* Begin EXTRACTED MATERIAL *

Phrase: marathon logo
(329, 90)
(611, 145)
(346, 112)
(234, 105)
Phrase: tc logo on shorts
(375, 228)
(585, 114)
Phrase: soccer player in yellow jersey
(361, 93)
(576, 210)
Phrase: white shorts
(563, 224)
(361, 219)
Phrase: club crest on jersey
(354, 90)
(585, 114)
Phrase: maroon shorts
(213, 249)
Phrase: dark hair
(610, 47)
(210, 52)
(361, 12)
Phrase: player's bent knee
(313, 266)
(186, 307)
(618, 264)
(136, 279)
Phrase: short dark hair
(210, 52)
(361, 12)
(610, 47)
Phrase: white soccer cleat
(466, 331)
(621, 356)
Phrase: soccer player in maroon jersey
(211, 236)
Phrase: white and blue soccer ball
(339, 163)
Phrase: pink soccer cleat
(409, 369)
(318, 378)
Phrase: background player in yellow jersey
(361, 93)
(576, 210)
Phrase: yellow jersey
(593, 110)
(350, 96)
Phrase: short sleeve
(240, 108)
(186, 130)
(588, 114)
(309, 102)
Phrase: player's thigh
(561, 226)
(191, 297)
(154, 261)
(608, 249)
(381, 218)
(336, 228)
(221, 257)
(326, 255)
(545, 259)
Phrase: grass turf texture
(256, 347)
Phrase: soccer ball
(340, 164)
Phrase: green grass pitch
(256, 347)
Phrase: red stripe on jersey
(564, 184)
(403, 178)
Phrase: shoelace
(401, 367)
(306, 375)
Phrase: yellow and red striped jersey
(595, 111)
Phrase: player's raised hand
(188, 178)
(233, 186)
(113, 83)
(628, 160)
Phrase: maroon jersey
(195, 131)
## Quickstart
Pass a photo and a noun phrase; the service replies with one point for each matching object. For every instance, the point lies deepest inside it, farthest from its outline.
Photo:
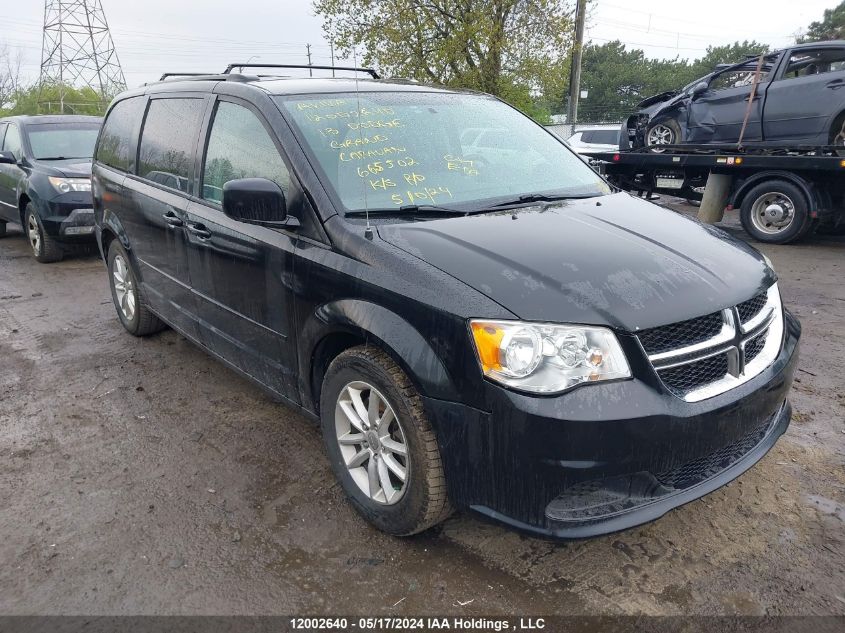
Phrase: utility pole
(308, 49)
(331, 44)
(575, 72)
(77, 49)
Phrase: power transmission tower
(77, 50)
(575, 73)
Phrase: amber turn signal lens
(488, 339)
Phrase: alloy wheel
(772, 213)
(124, 287)
(661, 135)
(34, 234)
(372, 443)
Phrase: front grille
(698, 470)
(755, 346)
(683, 379)
(668, 337)
(703, 357)
(751, 308)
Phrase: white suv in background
(599, 138)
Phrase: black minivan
(488, 327)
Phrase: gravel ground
(140, 476)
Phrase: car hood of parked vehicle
(67, 168)
(613, 260)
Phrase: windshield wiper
(529, 198)
(411, 210)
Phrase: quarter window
(239, 146)
(808, 62)
(117, 139)
(12, 142)
(168, 142)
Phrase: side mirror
(698, 88)
(257, 201)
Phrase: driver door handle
(172, 220)
(199, 230)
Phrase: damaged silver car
(798, 100)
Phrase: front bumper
(69, 217)
(611, 456)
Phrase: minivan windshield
(389, 150)
(56, 141)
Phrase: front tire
(666, 132)
(132, 309)
(775, 212)
(380, 443)
(45, 248)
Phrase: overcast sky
(156, 36)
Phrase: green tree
(617, 78)
(516, 49)
(49, 99)
(830, 27)
(728, 54)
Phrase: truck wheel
(666, 132)
(45, 248)
(775, 212)
(380, 443)
(132, 309)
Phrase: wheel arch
(109, 229)
(837, 125)
(337, 326)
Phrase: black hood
(659, 98)
(628, 263)
(69, 168)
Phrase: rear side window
(117, 138)
(605, 137)
(805, 63)
(239, 147)
(169, 140)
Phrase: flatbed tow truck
(782, 193)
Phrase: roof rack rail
(369, 71)
(167, 75)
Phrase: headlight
(547, 358)
(66, 185)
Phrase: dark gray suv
(799, 99)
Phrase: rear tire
(45, 248)
(367, 451)
(132, 309)
(775, 212)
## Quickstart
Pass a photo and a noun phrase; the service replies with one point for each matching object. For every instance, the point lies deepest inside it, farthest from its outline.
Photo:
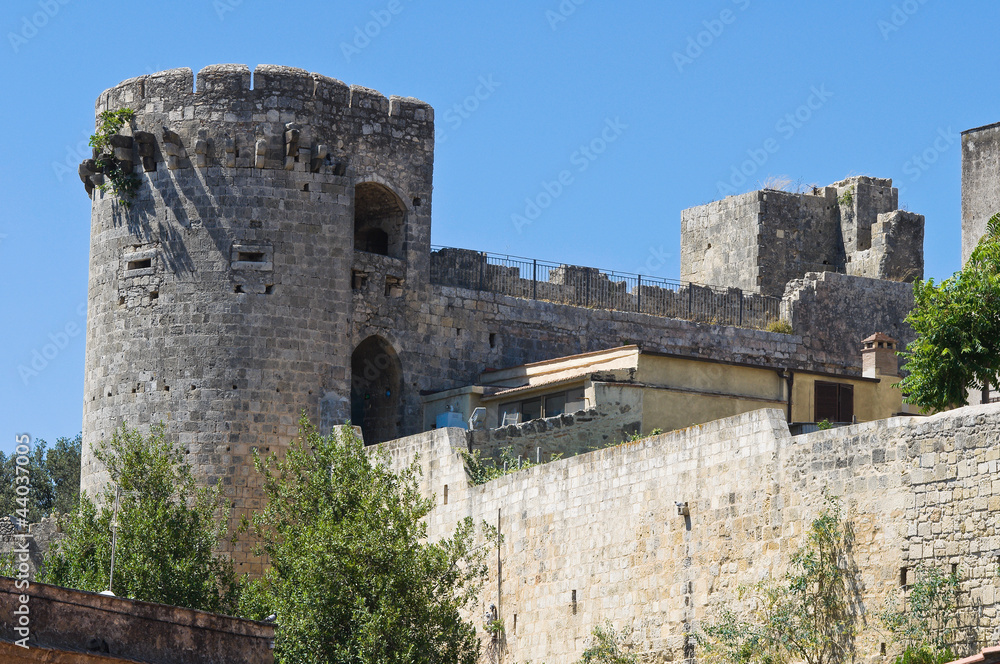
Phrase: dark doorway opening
(376, 381)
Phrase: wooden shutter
(825, 402)
(833, 402)
(846, 410)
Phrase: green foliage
(608, 646)
(123, 183)
(168, 530)
(925, 622)
(780, 326)
(957, 323)
(926, 655)
(847, 197)
(352, 576)
(806, 617)
(53, 477)
(484, 469)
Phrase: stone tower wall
(221, 302)
(760, 241)
(980, 183)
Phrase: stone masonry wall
(598, 536)
(719, 242)
(230, 297)
(762, 240)
(980, 183)
(831, 310)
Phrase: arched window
(378, 220)
(376, 381)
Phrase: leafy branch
(120, 179)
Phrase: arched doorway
(376, 380)
(378, 220)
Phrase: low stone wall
(598, 537)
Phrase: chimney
(878, 356)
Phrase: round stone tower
(221, 302)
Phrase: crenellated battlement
(275, 118)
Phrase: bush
(168, 530)
(353, 577)
(780, 326)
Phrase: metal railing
(535, 279)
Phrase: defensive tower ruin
(277, 259)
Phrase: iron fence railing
(600, 289)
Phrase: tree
(54, 475)
(957, 323)
(608, 647)
(352, 576)
(167, 533)
(809, 617)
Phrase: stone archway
(378, 220)
(376, 382)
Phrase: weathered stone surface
(603, 526)
(761, 240)
(278, 228)
(980, 183)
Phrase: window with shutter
(833, 402)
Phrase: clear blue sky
(691, 89)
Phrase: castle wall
(980, 183)
(231, 296)
(720, 244)
(830, 311)
(598, 537)
(220, 303)
(897, 250)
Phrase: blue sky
(669, 96)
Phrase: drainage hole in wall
(140, 264)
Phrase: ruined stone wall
(598, 537)
(831, 310)
(762, 240)
(231, 296)
(221, 302)
(896, 252)
(980, 183)
(799, 233)
(39, 538)
(720, 243)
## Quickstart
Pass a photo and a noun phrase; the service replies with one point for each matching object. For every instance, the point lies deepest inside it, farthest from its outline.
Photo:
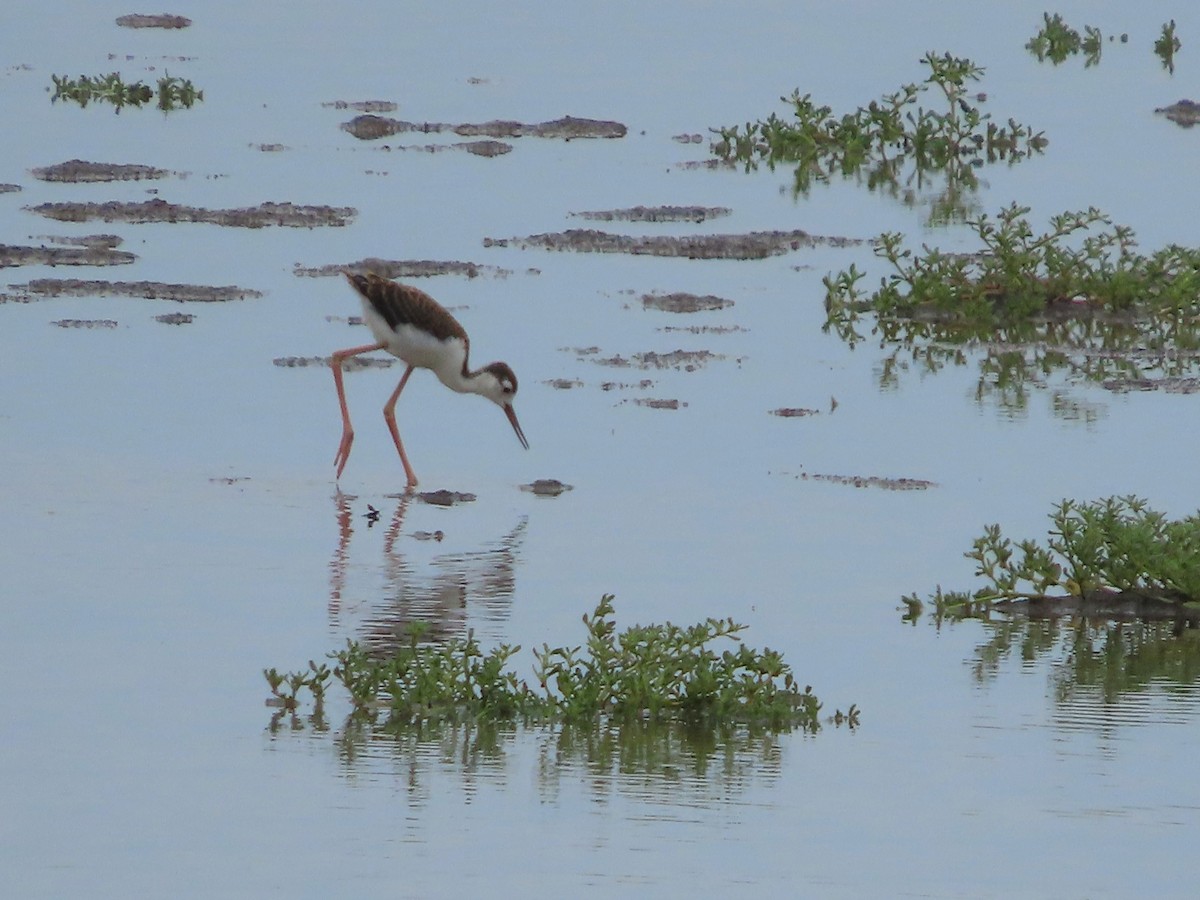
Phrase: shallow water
(171, 525)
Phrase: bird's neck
(466, 382)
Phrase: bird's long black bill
(516, 426)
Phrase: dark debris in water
(645, 384)
(403, 268)
(1185, 113)
(754, 245)
(372, 127)
(679, 360)
(547, 487)
(477, 148)
(154, 21)
(349, 365)
(703, 329)
(363, 106)
(147, 289)
(268, 214)
(887, 484)
(13, 255)
(657, 214)
(682, 301)
(654, 403)
(83, 172)
(175, 318)
(1168, 384)
(795, 412)
(85, 323)
(445, 498)
(87, 240)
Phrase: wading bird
(415, 328)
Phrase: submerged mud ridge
(657, 214)
(683, 301)
(1103, 604)
(1185, 113)
(547, 487)
(679, 360)
(754, 245)
(82, 172)
(478, 148)
(403, 269)
(85, 323)
(887, 484)
(363, 106)
(160, 21)
(372, 127)
(13, 255)
(287, 215)
(349, 365)
(795, 412)
(145, 289)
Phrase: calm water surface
(171, 525)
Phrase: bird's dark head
(498, 383)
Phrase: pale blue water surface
(169, 522)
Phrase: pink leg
(335, 363)
(389, 414)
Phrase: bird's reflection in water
(439, 592)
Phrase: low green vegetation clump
(172, 93)
(886, 137)
(1167, 46)
(645, 672)
(1115, 553)
(1083, 267)
(1056, 41)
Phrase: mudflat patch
(372, 127)
(287, 215)
(83, 172)
(754, 245)
(45, 288)
(657, 214)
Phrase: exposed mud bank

* End EXTRACTED MATERIAL *

Put every line of all the items above into a Markdown table with two columns, Row and Text, numbering each row and skipping blank lines. Leave the pictures out of the answer.

• **ANSWER IN FULL**
| Row | Text |
|---|---|
| 1 | Phrase: marathon logo |
| 2 | (329, 90) |
| 3 | (611, 145) |
| 4 | (346, 112) |
| 5 | (234, 105) |
| 6 | Phrase: tc logo on shorts |
| 7 | (375, 228) |
| 8 | (585, 114) |
| 9 | Phrase: soccer player in yellow jersey |
| 10 | (361, 93) |
| 11 | (576, 210) |
| 12 | Phrase: white shorts |
| 13 | (563, 224) |
| 14 | (361, 219) |
| 15 | Phrase: club crest on jersey |
| 16 | (354, 90) |
| 17 | (585, 114) |
| 18 | Phrase: maroon shorts |
| 19 | (213, 249) |
| 20 | Phrase: dark hair |
| 21 | (610, 47) |
| 22 | (210, 52) |
| 23 | (361, 12) |
| 24 | Phrase: player's bent knee |
| 25 | (313, 266) |
| 26 | (186, 307) |
| 27 | (618, 264) |
| 28 | (136, 279) |
| 29 | Phrase: short dark hair |
| 30 | (210, 52) |
| 31 | (361, 12) |
| 32 | (610, 47) |
| 33 | Phrase: white soccer cleat |
| 34 | (466, 331) |
| 35 | (621, 356) |
| 36 | Phrase: soccer player in maroon jersey |
| 37 | (211, 236) |
| 38 | Phrase: white and blue soccer ball |
| 39 | (339, 163) |
| 40 | Phrase: pink soccer cleat |
| 41 | (409, 369) |
| 42 | (318, 378) |
| 43 | Phrase: background player in yellow jersey |
| 44 | (361, 93) |
| 45 | (576, 210) |
| 46 | Phrase: yellow jersey |
| 47 | (593, 110) |
| 48 | (350, 96) |
| 49 | Phrase: short sleeve |
| 50 | (240, 108) |
| 51 | (186, 130) |
| 52 | (588, 114) |
| 53 | (309, 102) |
| 54 | Phrase: player's thigh |
| 55 | (561, 226) |
| 56 | (191, 297) |
| 57 | (154, 261) |
| 58 | (608, 249) |
| 59 | (381, 218) |
| 60 | (336, 228) |
| 61 | (221, 257) |
| 62 | (326, 255) |
| 63 | (545, 259) |
| 64 | Phrase: grass turf texture |
| 65 | (256, 347) |
| 66 | Phrase: soccer ball |
| 67 | (340, 164) |
| 68 | Phrase: green grass pitch |
| 69 | (256, 347) |
| 70 | Phrase: red stripe on jersey |
| 71 | (564, 184) |
| 72 | (403, 178) |
| 73 | Phrase: shoelace |
| 74 | (401, 367) |
| 75 | (306, 375) |
| 76 | Phrase: yellow and red striped jersey |
| 77 | (595, 111) |
| 78 | Phrase: player's raised hand |
| 79 | (188, 178) |
| 80 | (233, 186) |
| 81 | (113, 83) |
| 82 | (628, 160) |
| 83 | Phrase: maroon jersey |
| 84 | (195, 131) |
| 85 | ## Quickstart |
| 86 | Pass a photo and a noun phrase; the service replies with one point for each matching object. For every instance, the point lies deepest inside it, farthest from its outline. |
| 87 | Photo: |
| 88 | Phrase: utility pole |
| 89 | (308, 49) |
| 90 | (331, 44) |
| 91 | (575, 72) |
| 92 | (77, 49) |
| 93 | Phrase: power transmission tower |
| 94 | (77, 50) |
| 95 | (575, 73) |
| 96 | Phrase: amber turn signal lens |
| 97 | (488, 339) |
| 98 | Phrase: alloy wheel |
| 99 | (772, 213) |
| 100 | (124, 287) |
| 101 | (661, 135) |
| 102 | (34, 234) |
| 103 | (372, 443) |
| 104 | Phrase: front grille |
| 105 | (698, 470) |
| 106 | (755, 346) |
| 107 | (683, 379) |
| 108 | (668, 337) |
| 109 | (703, 357) |
| 110 | (751, 308) |
| 111 | Phrase: white suv in background |
| 112 | (599, 138) |
| 113 | Phrase: black minivan |
| 114 | (488, 327) |
| 115 | Phrase: gravel ground |
| 116 | (140, 476) |
| 117 | Phrase: car hood of parked vehicle |
| 118 | (67, 168) |
| 119 | (613, 260) |
| 120 | Phrase: windshield wiper |
| 121 | (529, 198) |
| 122 | (411, 210) |
| 123 | Phrase: quarter window |
| 124 | (239, 146) |
| 125 | (808, 62) |
| 126 | (117, 139) |
| 127 | (12, 142) |
| 128 | (168, 142) |
| 129 | Phrase: side mirror |
| 130 | (698, 88) |
| 131 | (257, 201) |
| 132 | Phrase: driver door handle |
| 133 | (172, 220) |
| 134 | (199, 230) |
| 135 | Phrase: damaged silver car |
| 136 | (798, 100) |
| 137 | Phrase: front bumper |
| 138 | (69, 217) |
| 139 | (611, 456) |
| 140 | Phrase: minivan windshield |
| 141 | (389, 150) |
| 142 | (56, 141) |
| 143 | Phrase: front tire |
| 144 | (666, 132) |
| 145 | (132, 309) |
| 146 | (775, 212) |
| 147 | (380, 443) |
| 148 | (45, 248) |
| 149 | Phrase: overcast sky |
| 150 | (156, 36) |
| 151 | Phrase: green tree |
| 152 | (617, 78) |
| 153 | (516, 49) |
| 154 | (49, 99) |
| 155 | (830, 27) |
| 156 | (728, 54) |
| 157 | Phrase: truck wheel |
| 158 | (666, 132) |
| 159 | (45, 248) |
| 160 | (775, 212) |
| 161 | (380, 443) |
| 162 | (132, 309) |
| 163 | Phrase: wheel arch |
| 164 | (109, 229) |
| 165 | (837, 125) |
| 166 | (337, 326) |
| 167 | Phrase: black hood |
| 168 | (659, 98) |
| 169 | (628, 263) |
| 170 | (69, 168) |
| 171 | Phrase: rear side window |
| 172 | (117, 138) |
| 173 | (605, 137) |
| 174 | (805, 63) |
| 175 | (239, 147) |
| 176 | (169, 140) |
| 177 | Phrase: flatbed tow truck |
| 178 | (782, 193) |
| 179 | Phrase: roof rack rail |
| 180 | (369, 71) |
| 181 | (167, 75) |
| 182 | Phrase: headlight |
| 183 | (547, 358) |
| 184 | (66, 185) |
| 185 | Phrase: dark gray suv |
| 186 | (799, 99) |
| 187 | Phrase: rear tire |
| 188 | (45, 248) |
| 189 | (367, 451) |
| 190 | (132, 309) |
| 191 | (775, 212) |
| 192 | ## Quickstart |
| 193 | Pass a photo and a noun phrase; the service replies with one point for each matching object. For every instance, the point lies deepest inside it, farthest from its outline. |
| 194 | Photo: |
| 195 | Phrase: dark doorway opening |
| 196 | (376, 381) |
| 197 | Phrase: wooden shutter |
| 198 | (825, 402) |
| 199 | (833, 402) |
| 200 | (846, 410) |
| 201 | Phrase: green foliage |
| 202 | (608, 646) |
| 203 | (123, 183) |
| 204 | (168, 530) |
| 205 | (925, 622) |
| 206 | (780, 326) |
| 207 | (957, 323) |
| 208 | (926, 655) |
| 209 | (847, 197) |
| 210 | (352, 576) |
| 211 | (806, 617) |
| 212 | (53, 477) |
| 213 | (484, 469) |
| 214 | Phrase: stone tower wall |
| 215 | (221, 302) |
| 216 | (760, 241) |
| 217 | (980, 183) |
| 218 | Phrase: stone masonry wall |
| 219 | (598, 536) |
| 220 | (719, 242) |
| 221 | (230, 297) |
| 222 | (762, 240) |
| 223 | (980, 183) |
| 224 | (831, 310) |
| 225 | Phrase: arched window |
| 226 | (378, 220) |
| 227 | (376, 381) |
| 228 | Phrase: leafy branch |
| 229 | (120, 179) |
| 230 | Phrase: arched doorway |
| 231 | (376, 380) |
| 232 | (378, 220) |
| 233 | Phrase: low stone wall |
| 234 | (598, 537) |
| 235 | Phrase: chimney |
| 236 | (878, 356) |
| 237 | Phrase: round stone tower |
| 238 | (221, 302) |
| 239 | Phrase: crenellated battlement |
| 240 | (275, 118) |
| 241 | Phrase: bush |
| 242 | (168, 530) |
| 243 | (353, 577) |
| 244 | (780, 326) |
| 245 | Phrase: metal railing |
| 246 | (535, 279) |
| 247 | Phrase: defensive tower ruin |
| 248 | (277, 259) |
| 249 | Phrase: iron fence railing |
| 250 | (600, 289) |
| 251 | Phrase: tree |
| 252 | (54, 475) |
| 253 | (957, 323) |
| 254 | (608, 647) |
| 255 | (352, 576) |
| 256 | (167, 533) |
| 257 | (809, 617) |
| 258 | Phrase: stone archway |
| 259 | (378, 220) |
| 260 | (376, 382) |
| 261 | Phrase: weathered stone surface |
| 262 | (603, 526) |
| 263 | (761, 240) |
| 264 | (278, 228) |
| 265 | (980, 183) |
| 266 | Phrase: window with shutter |
| 267 | (833, 402) |
| 268 | Phrase: clear blue sky |
| 269 | (691, 89) |
| 270 | Phrase: castle wall |
| 271 | (980, 183) |
| 272 | (231, 296) |
| 273 | (720, 244) |
| 274 | (830, 311) |
| 275 | (598, 537) |
| 276 | (220, 303) |
| 277 | (897, 250) |
| 278 | Phrase: blue sky |
| 279 | (669, 96) |
| 280 | Phrase: drainage hole in wall |
| 281 | (140, 264) |
| 282 | Phrase: ruined stone wall |
| 283 | (598, 537) |
| 284 | (831, 310) |
| 285 | (762, 240) |
| 286 | (231, 296) |
| 287 | (221, 302) |
| 288 | (896, 252) |
| 289 | (980, 183) |
| 290 | (799, 233) |
| 291 | (39, 538) |
| 292 | (720, 243) |
| 293 | ## Quickstart |
| 294 | Pass a photo and a noun phrase; the service replies with one point for each matching object. For every instance, the point lies deepest inside it, farthest from its outline. |
| 295 | Photo: |
| 296 | Phrase: shallow water |
| 297 | (171, 525) |
| 298 | Phrase: bird's neck |
| 299 | (466, 382) |
| 300 | Phrase: bird's long black bill |
| 301 | (516, 426) |
| 302 | Phrase: dark debris in water |
| 303 | (645, 384) |
| 304 | (403, 268) |
| 305 | (1185, 113) |
| 306 | (754, 245) |
| 307 | (372, 127) |
| 308 | (679, 360) |
| 309 | (547, 487) |
| 310 | (477, 148) |
| 311 | (154, 21) |
| 312 | (349, 365) |
| 313 | (703, 329) |
| 314 | (363, 106) |
| 315 | (147, 289) |
| 316 | (268, 214) |
| 317 | (887, 484) |
| 318 | (13, 255) |
| 319 | (657, 214) |
| 320 | (682, 301) |
| 321 | (654, 403) |
| 322 | (83, 172) |
| 323 | (175, 318) |
| 324 | (1168, 384) |
| 325 | (795, 412) |
| 326 | (85, 323) |
| 327 | (445, 498) |
| 328 | (87, 240) |
| 329 | Phrase: wading bird |
| 330 | (415, 328) |
| 331 | Phrase: submerged mud ridge |
| 332 | (657, 214) |
| 333 | (683, 301) |
| 334 | (1103, 604) |
| 335 | (1185, 113) |
| 336 | (547, 487) |
| 337 | (679, 360) |
| 338 | (754, 245) |
| 339 | (82, 172) |
| 340 | (478, 148) |
| 341 | (403, 269) |
| 342 | (85, 323) |
| 343 | (887, 484) |
| 344 | (363, 106) |
| 345 | (160, 21) |
| 346 | (372, 127) |
| 347 | (13, 255) |
| 348 | (287, 215) |
| 349 | (349, 365) |
| 350 | (795, 412) |
| 351 | (145, 289) |
| 352 | Phrase: calm water surface |
| 353 | (171, 525) |
| 354 | Phrase: bird's dark head |
| 355 | (498, 383) |
| 356 | Phrase: pale blue water surface |
| 357 | (169, 522) |
| 358 | Phrase: pink leg |
| 359 | (335, 363) |
| 360 | (389, 414) |
| 361 | Phrase: bird's reflection in water |
| 362 | (439, 592) |
| 363 | Phrase: low green vegetation clump |
| 364 | (172, 93) |
| 365 | (886, 137) |
| 366 | (1167, 46) |
| 367 | (645, 672) |
| 368 | (1115, 553) |
| 369 | (1083, 267) |
| 370 | (1056, 41) |
| 371 | Phrase: mudflat patch |
| 372 | (372, 127) |
| 373 | (287, 215) |
| 374 | (83, 172) |
| 375 | (754, 245) |
| 376 | (45, 288) |
| 377 | (657, 214) |
| 378 | Phrase: exposed mud bank |